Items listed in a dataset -
::::

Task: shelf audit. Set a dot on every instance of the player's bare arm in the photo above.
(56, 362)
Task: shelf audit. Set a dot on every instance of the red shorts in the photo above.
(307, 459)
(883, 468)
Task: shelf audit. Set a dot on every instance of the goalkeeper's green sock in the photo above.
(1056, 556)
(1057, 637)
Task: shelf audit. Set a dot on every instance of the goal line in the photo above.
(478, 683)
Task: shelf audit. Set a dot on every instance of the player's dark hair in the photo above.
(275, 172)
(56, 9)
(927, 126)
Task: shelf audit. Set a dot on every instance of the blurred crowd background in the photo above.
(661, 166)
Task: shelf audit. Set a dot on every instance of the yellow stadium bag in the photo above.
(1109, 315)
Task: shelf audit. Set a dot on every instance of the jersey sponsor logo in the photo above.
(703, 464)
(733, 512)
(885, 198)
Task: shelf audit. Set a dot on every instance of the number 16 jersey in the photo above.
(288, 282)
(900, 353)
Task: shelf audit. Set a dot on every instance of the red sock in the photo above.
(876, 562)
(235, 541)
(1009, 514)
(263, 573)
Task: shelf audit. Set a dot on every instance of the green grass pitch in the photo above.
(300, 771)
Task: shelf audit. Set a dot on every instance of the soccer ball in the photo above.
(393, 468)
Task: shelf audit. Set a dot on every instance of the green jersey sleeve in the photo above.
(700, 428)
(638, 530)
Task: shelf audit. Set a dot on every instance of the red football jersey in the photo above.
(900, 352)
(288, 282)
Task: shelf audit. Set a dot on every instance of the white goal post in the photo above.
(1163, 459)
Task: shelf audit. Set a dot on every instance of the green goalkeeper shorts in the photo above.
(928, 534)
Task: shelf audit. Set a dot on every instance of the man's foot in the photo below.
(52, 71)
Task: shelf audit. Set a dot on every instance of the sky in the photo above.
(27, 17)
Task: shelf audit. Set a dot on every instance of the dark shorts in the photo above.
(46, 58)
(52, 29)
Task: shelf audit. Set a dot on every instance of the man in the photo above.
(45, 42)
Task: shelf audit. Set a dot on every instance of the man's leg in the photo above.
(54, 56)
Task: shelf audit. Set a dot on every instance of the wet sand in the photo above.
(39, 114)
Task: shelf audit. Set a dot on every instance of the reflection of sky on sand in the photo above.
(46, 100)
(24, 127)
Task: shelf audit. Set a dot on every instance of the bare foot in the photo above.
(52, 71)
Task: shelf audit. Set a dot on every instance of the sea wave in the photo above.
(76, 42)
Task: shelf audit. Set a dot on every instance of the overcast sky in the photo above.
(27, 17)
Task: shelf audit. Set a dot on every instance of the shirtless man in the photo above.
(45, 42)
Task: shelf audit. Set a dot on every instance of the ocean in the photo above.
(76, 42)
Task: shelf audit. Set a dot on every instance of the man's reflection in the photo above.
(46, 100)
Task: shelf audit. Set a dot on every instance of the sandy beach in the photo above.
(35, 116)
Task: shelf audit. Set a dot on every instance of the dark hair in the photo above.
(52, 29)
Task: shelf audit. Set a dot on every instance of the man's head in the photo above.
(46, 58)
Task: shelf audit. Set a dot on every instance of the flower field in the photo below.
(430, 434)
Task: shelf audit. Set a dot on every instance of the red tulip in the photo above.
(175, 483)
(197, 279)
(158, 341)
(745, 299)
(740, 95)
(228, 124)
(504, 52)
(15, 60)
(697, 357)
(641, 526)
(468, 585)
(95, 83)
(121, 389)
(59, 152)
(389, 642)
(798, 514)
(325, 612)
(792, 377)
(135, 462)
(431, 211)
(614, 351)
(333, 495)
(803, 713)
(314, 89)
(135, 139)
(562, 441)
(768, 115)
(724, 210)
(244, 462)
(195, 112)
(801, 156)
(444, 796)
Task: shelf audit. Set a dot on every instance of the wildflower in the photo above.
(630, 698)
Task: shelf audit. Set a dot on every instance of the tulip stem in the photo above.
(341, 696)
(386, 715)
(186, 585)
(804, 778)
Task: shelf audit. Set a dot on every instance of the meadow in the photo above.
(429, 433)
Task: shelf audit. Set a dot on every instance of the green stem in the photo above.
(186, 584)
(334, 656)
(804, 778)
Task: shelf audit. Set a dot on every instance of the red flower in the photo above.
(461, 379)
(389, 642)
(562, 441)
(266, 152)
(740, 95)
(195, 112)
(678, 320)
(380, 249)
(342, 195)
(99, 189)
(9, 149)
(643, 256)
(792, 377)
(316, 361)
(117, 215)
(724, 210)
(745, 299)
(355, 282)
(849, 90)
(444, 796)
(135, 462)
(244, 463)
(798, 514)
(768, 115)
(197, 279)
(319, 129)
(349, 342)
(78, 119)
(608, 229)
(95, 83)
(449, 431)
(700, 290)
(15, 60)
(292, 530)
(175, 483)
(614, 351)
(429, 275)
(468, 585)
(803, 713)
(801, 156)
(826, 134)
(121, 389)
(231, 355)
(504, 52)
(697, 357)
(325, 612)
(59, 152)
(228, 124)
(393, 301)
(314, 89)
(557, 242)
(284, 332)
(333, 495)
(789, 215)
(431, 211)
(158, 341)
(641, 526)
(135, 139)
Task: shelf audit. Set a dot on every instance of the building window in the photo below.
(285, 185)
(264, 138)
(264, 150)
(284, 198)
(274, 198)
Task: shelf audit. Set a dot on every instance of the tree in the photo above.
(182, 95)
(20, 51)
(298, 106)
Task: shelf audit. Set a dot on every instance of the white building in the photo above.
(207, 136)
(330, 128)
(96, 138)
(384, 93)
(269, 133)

::::

Directive -
Your task is to retype all of the records exactly.

Problem solution -
Task: shelf audit. Set a dot on every instance of the player's bare arm in the photo above.
(56, 362)
Task: shelf audit. Set a dot on every instance of the red shorts in the photo above.
(307, 459)
(883, 468)
Task: shelf audit. Set a dot on every instance of the goalkeeper's green sock in the photo above.
(1056, 556)
(1057, 637)
Task: shelf audit. Set a dot on every instance of the goal line in the photo above.
(478, 683)
Task: shelf audit. Set a dot on every instance of the player's dark hair in the photo above.
(275, 172)
(56, 9)
(927, 126)
Task: shelf audit. Set a dot on every instance of the blurred crowd background in the photo above.
(661, 166)
Task: shelf audit. Set a dot on every instance of the yellow stadium bag in the photo above.
(1109, 315)
Task: shelf audit. Set a dot on every instance of the jersey sponsor logo in the photo above.
(703, 464)
(733, 512)
(885, 198)
Task: shelf audit. Set a dot on every instance of the number 16 jersey in the photo above.
(288, 282)
(900, 353)
Task: shelf audit. Set a dot on every instance of the red sock in the photo above.
(876, 562)
(235, 541)
(1009, 514)
(263, 573)
Task: shelf audit. Set a dot on every instance of the green grass pitch in the photo above.
(300, 771)
Task: shelf audit. Set a dot on every instance of the soccer ball in the photo above.
(393, 468)
Task: shelf audit. Set a dot on every instance of the green jersey sleeve in the photo above.
(700, 428)
(638, 530)
Task: shelf audit. Set a dot on every instance of the red football jersey in the photo above.
(900, 352)
(288, 282)
Task: shelf audit. Set a dot on every instance of the white goal post in the photo above.
(1163, 459)
Task: shelf audit. Set a dot on every instance of the green goalkeeper shorts in the photo above.
(928, 534)
Task: shelf audit. Set a dot on every instance of the man's foot in the photo below.
(52, 71)
Task: shelf audit. Set a dot on every instance of the sky in the photo above.
(27, 17)
Task: shelf audit. Set a dot on every instance of the dark shorts in the photo above.
(46, 58)
(52, 29)
Task: shelf audit. Set a dot on every instance of the man in the photo above.
(45, 42)
Task: shelf audit. Set a dot on every instance of the man's leg in the photo above.
(54, 56)
Task: shelf audit. Set a dot on every instance of the wet sand in the photo above.
(39, 114)
Task: shelf audit. Set a dot on every instance of the reflection of sky on sand in the photo above.
(46, 100)
(24, 127)
Task: shelf audit. Set a dot on every instance of the bare foot in the photo above.
(52, 71)
Task: shelf audit. Set a dot on every instance of the sea wave in the photo above.
(76, 42)
Task: shelf audit. Set a dot on every instance of the overcast sky in the photo above.
(27, 17)
Task: shelf audit. Set a dot on every instance of the shirtless man in the photo above.
(45, 42)
Task: shelf audit. Set a dot on every instance of the ocean in the photo above.
(76, 42)
Task: shelf audit. Set a dot on every instance of the man's reflection in the photo above.
(46, 100)
Task: shelf audit. Set a dot on every instance of the sandy beach in the photo above.
(35, 116)
Task: shelf audit. Set a dot on every instance of the dark hair in the photo above.
(52, 29)
Task: shelf audit. Set a dot on every instance of the man's head in the photo above.
(46, 58)
Task: shelf audit. Set a dot on every instance of the flower field in the photo below.
(430, 434)
Task: shelf audit. Set a dot on every instance of the red tulip in the photo above.
(175, 483)
(197, 279)
(158, 341)
(745, 299)
(740, 95)
(228, 124)
(504, 52)
(15, 60)
(697, 357)
(641, 526)
(468, 585)
(95, 83)
(121, 389)
(59, 152)
(389, 642)
(798, 514)
(325, 612)
(792, 377)
(135, 462)
(431, 211)
(614, 351)
(333, 495)
(803, 713)
(314, 89)
(135, 139)
(562, 441)
(768, 115)
(724, 210)
(244, 462)
(195, 112)
(801, 156)
(444, 796)
Task: shelf audit. Set a dot on every instance of the wildflower in the photo above.
(630, 698)
Task: shelf audit. Set a dot on every instance of the tulip stem in the photo above.
(341, 696)
(386, 715)
(186, 585)
(804, 778)
Task: shelf audit. Set a dot on every instance of the meadow in the photo above.
(429, 433)
Task: shelf audit. Set a dot on every instance of the green stem in the photo above.
(186, 584)
(334, 656)
(804, 778)
Task: shelf audit. Set a dot on every instance of the red flower in the photo above.
(461, 379)
(389, 642)
(562, 441)
(266, 152)
(740, 95)
(195, 112)
(678, 320)
(380, 249)
(342, 195)
(99, 189)
(9, 149)
(643, 256)
(792, 377)
(316, 361)
(117, 215)
(724, 210)
(745, 299)
(355, 282)
(849, 90)
(444, 796)
(135, 462)
(244, 463)
(798, 514)
(768, 115)
(197, 279)
(319, 129)
(349, 342)
(78, 119)
(608, 229)
(95, 83)
(449, 431)
(700, 290)
(15, 60)
(292, 530)
(175, 483)
(614, 351)
(429, 275)
(468, 585)
(803, 713)
(801, 156)
(826, 134)
(121, 389)
(231, 355)
(504, 52)
(697, 357)
(325, 612)
(59, 152)
(228, 124)
(393, 301)
(314, 89)
(557, 242)
(284, 332)
(333, 495)
(789, 215)
(431, 211)
(158, 341)
(641, 526)
(135, 139)
Task: shelf audit. Set a dot on every instance of the building window in the photo below.
(285, 185)
(264, 138)
(264, 150)
(284, 198)
(274, 198)
Task: shelf audit. Set a dot on every instance of the tree in the photo above.
(182, 95)
(20, 51)
(298, 106)
Task: shelf audit. Set a dot on every instance of the white building in the photo above.
(207, 136)
(330, 128)
(96, 138)
(384, 93)
(269, 133)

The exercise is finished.